Work required —
Please answer these questions using the Tuesday notes:
1. What was Robert Rizzo's starting salary when Bell hired him?
2. At what time did Disneyland begin turning away new arrivals?
3. How many movies were added to the National Film Registry?

Provided passage —
__________________________________________________

News

Tuesday notes

  • Year-end Pulitzer-qualifying closure: the L.A. Times looks at how Bell came to hire Robert Rizzo then decline into the national model of corruption it is today: "They needed someone fast, and Rizzo, then 39, came cheap. His starting salary was $78,000, which was $7,000 less than his predecessor had made."
  • Disneyland was so crowded today the park began turning away new arrivals at 10 a.m.
  • With Gov. Arnold Schwarzenegger packing up to leave office, the LAT's George Skelton declares "it was a mistake to recall Gray Davis."
  • LAUSD Supt. Ramon Cortines "has devoted himself wholeheartedly to his work and managed it with harnessed, constructive rage," says Jim Newton.
  • NBC's "School Pride" didn't treat its LAUSD schools so great.
  • Jason Cole, a national NFL writer for Yahoo! Sports, takes a detailed look at the rival stadium proposals of Ed Roski and Tim Leiweke and the league's "amusement" at the latter's unilateral declaration of a 90-day deadline.
  • A messy 20-year struggle to bring a shopping center to the corner of Slauson and Central avenues "has exposed charges of political influence and favoritism in the redevelopment process run by the city's Community Redevelopment Agency," says the South L.A. Report.
  • "All the President’s Men," "Saturday Night Fever" and George Lucas' student film "THX 1138 4 EB" were among 25 movies added to the National Film Registry as “culturally, historically or aesthetically significant.”

__________________________________________________

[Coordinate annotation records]
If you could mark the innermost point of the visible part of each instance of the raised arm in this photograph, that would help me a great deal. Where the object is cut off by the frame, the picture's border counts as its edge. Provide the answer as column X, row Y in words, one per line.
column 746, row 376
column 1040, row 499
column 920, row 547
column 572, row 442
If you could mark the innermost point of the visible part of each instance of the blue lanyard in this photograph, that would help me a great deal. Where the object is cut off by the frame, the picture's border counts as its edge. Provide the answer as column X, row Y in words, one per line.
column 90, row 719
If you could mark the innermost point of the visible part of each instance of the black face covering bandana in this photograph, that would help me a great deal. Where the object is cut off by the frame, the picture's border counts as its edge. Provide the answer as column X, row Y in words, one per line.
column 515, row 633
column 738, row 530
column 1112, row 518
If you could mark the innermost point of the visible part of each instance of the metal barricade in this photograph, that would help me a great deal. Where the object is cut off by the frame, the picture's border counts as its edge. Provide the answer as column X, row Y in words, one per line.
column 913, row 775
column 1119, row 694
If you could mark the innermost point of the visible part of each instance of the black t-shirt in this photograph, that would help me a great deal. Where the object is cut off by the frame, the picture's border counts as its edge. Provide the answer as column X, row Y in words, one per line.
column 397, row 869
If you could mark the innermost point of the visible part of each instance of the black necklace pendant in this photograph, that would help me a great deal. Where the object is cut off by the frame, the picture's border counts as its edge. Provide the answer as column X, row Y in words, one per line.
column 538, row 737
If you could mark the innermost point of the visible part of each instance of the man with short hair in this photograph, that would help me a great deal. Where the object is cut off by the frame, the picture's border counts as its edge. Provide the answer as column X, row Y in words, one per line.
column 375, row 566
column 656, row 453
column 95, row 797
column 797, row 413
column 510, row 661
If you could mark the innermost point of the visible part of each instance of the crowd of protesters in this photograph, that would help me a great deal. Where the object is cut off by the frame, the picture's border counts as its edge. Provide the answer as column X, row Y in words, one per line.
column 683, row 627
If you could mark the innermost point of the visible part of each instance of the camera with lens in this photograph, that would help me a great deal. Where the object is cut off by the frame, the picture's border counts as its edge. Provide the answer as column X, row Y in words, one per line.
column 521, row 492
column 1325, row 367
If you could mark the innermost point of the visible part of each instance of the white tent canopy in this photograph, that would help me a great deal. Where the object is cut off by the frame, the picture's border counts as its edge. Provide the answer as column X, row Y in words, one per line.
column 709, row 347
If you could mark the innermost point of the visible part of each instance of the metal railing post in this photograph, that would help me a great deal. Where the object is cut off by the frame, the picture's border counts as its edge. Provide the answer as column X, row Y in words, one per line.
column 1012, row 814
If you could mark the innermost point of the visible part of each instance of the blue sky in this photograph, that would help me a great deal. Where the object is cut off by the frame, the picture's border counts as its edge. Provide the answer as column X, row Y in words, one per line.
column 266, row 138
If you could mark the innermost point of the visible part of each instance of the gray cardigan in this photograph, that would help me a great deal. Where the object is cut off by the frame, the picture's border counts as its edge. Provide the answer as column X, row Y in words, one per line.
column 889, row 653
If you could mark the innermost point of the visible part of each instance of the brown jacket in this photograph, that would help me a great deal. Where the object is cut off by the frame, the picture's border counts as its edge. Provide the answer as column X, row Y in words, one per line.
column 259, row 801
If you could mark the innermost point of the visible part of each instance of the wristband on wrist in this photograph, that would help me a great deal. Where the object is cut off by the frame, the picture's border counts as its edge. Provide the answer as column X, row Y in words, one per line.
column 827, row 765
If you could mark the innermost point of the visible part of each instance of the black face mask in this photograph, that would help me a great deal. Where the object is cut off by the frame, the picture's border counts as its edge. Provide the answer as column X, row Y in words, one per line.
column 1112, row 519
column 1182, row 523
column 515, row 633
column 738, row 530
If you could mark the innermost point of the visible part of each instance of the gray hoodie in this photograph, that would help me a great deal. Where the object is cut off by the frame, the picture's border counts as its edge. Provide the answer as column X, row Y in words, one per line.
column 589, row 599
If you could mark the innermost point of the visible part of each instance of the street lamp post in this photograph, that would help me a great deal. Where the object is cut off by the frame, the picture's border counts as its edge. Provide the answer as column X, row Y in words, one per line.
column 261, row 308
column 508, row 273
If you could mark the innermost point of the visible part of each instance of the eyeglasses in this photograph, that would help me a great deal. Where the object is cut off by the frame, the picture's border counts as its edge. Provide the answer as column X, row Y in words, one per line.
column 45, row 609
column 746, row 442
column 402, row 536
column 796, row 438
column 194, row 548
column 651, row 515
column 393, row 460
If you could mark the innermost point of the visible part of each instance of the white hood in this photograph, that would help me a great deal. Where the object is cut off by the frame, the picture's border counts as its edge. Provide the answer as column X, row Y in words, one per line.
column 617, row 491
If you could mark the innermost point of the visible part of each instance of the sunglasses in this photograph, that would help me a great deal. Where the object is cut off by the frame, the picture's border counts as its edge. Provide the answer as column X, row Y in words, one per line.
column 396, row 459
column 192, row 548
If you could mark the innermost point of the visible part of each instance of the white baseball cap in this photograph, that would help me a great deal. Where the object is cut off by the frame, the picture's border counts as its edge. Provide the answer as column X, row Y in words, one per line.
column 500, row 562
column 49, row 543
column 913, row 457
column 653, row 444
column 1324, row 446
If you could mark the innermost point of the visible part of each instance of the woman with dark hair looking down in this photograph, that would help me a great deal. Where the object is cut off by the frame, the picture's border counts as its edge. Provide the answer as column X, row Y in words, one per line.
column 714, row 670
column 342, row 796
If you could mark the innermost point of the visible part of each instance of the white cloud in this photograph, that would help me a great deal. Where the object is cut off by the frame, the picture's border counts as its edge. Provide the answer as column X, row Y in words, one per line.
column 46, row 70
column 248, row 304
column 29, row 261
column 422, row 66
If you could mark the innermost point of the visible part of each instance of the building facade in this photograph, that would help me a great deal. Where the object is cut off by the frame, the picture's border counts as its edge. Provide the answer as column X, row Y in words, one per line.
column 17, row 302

__________________________________________________

Task output —
1. $78,000
2. 10 a.m.
3. 25